▶ _WHAT THE EXERCISE ASKS_: The entries should each be set down again precisely.

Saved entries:
★ ★ ★

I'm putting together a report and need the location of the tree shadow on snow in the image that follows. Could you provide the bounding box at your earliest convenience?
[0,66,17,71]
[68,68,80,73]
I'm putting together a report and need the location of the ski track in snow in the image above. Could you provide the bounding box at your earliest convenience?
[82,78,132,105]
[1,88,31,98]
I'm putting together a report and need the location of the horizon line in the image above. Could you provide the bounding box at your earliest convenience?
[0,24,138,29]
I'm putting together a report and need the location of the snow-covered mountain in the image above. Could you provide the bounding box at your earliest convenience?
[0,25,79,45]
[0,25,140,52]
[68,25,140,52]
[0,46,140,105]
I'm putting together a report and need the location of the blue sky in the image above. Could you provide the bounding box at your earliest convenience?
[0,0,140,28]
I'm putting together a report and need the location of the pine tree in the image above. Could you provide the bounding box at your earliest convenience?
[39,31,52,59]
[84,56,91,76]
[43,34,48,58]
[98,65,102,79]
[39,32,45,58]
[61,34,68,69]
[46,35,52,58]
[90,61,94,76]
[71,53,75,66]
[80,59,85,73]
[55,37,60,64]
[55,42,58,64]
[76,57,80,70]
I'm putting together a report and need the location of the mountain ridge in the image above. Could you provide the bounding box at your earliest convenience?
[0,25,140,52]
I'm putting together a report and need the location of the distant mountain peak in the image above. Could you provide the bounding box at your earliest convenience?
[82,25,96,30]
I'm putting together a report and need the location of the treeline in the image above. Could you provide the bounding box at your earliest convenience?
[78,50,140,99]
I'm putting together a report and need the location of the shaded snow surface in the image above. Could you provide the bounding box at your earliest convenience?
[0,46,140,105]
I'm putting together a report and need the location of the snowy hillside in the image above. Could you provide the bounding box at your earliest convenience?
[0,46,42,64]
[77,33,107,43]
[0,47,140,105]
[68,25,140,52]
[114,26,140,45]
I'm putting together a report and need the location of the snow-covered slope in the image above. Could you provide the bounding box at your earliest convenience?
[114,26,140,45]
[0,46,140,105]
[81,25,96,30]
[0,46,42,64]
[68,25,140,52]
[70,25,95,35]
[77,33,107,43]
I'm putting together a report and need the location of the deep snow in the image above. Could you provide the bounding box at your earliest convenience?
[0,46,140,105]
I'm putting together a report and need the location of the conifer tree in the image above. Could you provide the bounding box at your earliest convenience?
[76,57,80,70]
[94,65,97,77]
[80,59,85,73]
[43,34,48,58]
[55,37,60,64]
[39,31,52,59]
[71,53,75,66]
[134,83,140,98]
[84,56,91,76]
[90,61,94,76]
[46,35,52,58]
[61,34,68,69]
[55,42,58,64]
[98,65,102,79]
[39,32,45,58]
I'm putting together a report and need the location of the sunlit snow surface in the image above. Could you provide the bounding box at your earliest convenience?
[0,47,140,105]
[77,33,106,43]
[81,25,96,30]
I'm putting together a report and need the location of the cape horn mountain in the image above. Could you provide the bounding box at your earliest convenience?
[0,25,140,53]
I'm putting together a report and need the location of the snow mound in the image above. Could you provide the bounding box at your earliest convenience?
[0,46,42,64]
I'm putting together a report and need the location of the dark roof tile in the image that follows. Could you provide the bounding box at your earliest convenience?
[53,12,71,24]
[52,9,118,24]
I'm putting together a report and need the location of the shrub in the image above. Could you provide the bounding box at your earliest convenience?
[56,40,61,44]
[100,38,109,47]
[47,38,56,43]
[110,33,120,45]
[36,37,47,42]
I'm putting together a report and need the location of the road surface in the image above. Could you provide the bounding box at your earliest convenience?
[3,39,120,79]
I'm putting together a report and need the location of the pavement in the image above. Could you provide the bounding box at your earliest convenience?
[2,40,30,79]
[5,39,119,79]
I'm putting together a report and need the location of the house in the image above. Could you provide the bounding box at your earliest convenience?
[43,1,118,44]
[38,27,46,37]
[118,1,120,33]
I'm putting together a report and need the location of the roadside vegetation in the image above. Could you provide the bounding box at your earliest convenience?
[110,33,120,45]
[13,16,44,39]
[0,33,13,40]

★ ★ ★

▶ _REPLY_:
I'm putting together a report and need the location of the tree shadow on snow in the image that follows. Could you provide the bounding box at your earliest convenience?
[0,66,17,71]
[68,68,80,73]
I'm putting together a report and need the location of the ski track in snow in the image above. Could you provide the bounding box at your earliest convenience?
[82,78,132,105]
[1,88,31,98]
I'm putting together a report and need the location of the horizon line in the image above. Could you provide the bounding box at your earliest convenience?
[0,24,138,29]
I'm putting together a report and need the location of the snow-covered mountain in the image above. Could you provide the bounding box at your earliest convenience?
[0,25,79,45]
[0,25,140,52]
[68,25,140,52]
[0,46,140,105]
I'm putting together a report and need the location of the blue sky in the image above. Could you provide the bounding box at your earliest convenience?
[0,0,140,28]
I'm putting together a report and need the location of the pine tree in the image above. Could you provide the bounding box at your earliest convenience?
[39,31,52,59]
[84,56,91,76]
[43,34,48,58]
[98,65,102,79]
[39,32,45,58]
[61,34,68,69]
[46,35,52,58]
[90,61,94,76]
[71,53,75,66]
[80,59,85,73]
[55,37,60,64]
[55,42,58,64]
[76,57,80,70]
I'm putting together a report and need the location of the mountain ridge in the image above. Could you provide the bounding box at your earliest convenience?
[0,25,140,52]
I'm putting together a report and need the location of the distant mountain peak in the image above. Could you provide the bounding box at your earliest convenience?
[82,25,96,30]
I'm putting together a report and need the location of the treeline in the image above. Could you provide the bounding box at your earliest convenience?
[78,50,140,99]
I'm putting together a report and need the location of the shaded snow surface in the image above. Could you provide the bounding box at your earliest convenience?
[0,46,140,105]
I'm putting together a report and need the location of the snowy hillside in the image above. Could you provide the bounding box at your earliest convenience?
[0,46,42,64]
[77,33,107,43]
[0,47,140,105]
[68,25,140,52]
[114,26,140,45]
I'm putting together a report and need the location of the snow-covered slope in the image above. Could you provide the bounding box at your earliest convenience?
[114,26,140,45]
[0,46,140,105]
[81,25,96,30]
[0,46,42,64]
[68,25,140,52]
[70,25,95,35]
[77,33,107,43]
I'm putting together a report and need the location of the deep snow in the image above. Could you provide the bounding box at your earliest convenience?
[0,46,140,105]
I'm putting together a report and need the location of the conifer tree in the image above. Could you provide the bounding box at your earliest convenience?
[76,57,80,70]
[94,65,97,77]
[80,59,85,73]
[43,34,48,58]
[55,37,60,64]
[39,31,52,59]
[71,53,75,66]
[134,83,140,98]
[84,56,91,76]
[90,61,94,76]
[46,35,52,58]
[61,34,68,69]
[55,42,58,64]
[98,65,102,79]
[39,32,45,58]
I'm putting together a report and need the location of the sunlit snow surface in the image above. Could you provide the bounding box at your earliest convenience?
[0,47,140,105]
[77,33,106,43]
[81,25,96,30]
I'm putting together a report and need the location of the cape horn mountain in the image above. Could you provide the bounding box at your earliest convenience?
[0,25,140,53]
I'm putting together a report and need the location of the snow mound in the image above. Could you provide the bounding box at your earliest convenience?
[0,46,42,64]
I'm putting together a report and need the location of the dark roof tile in the image that follows. Could you provide the bounding box at your earliest convenience?
[53,12,71,24]
[52,9,118,24]
I'm putting together a report and need the location of the shrub in the image above. Could you provide the bounding box at your earliest convenience?
[56,40,61,44]
[100,38,109,47]
[47,38,56,43]
[110,33,120,45]
[36,37,47,42]
I'm putting together a report and need the location of the road surface in the image above. Could you provide the bounding box at your earliest convenience?
[3,39,120,79]
I'm putting together a report and need the location of the pavement in the image above. Could you provide the bounding box at your earliest convenience?
[2,40,30,79]
[5,39,119,79]
I'm putting together a report and need the location of the house in the image above. Could you provide the bounding box at your earliest convenience?
[43,1,118,44]
[38,27,46,37]
[118,1,120,33]
I'm putting together a report and need the location of the roadside vegetation in the image above. Could you provide the bounding box at your earliest convenience?
[110,33,120,45]
[13,16,44,39]
[0,33,13,40]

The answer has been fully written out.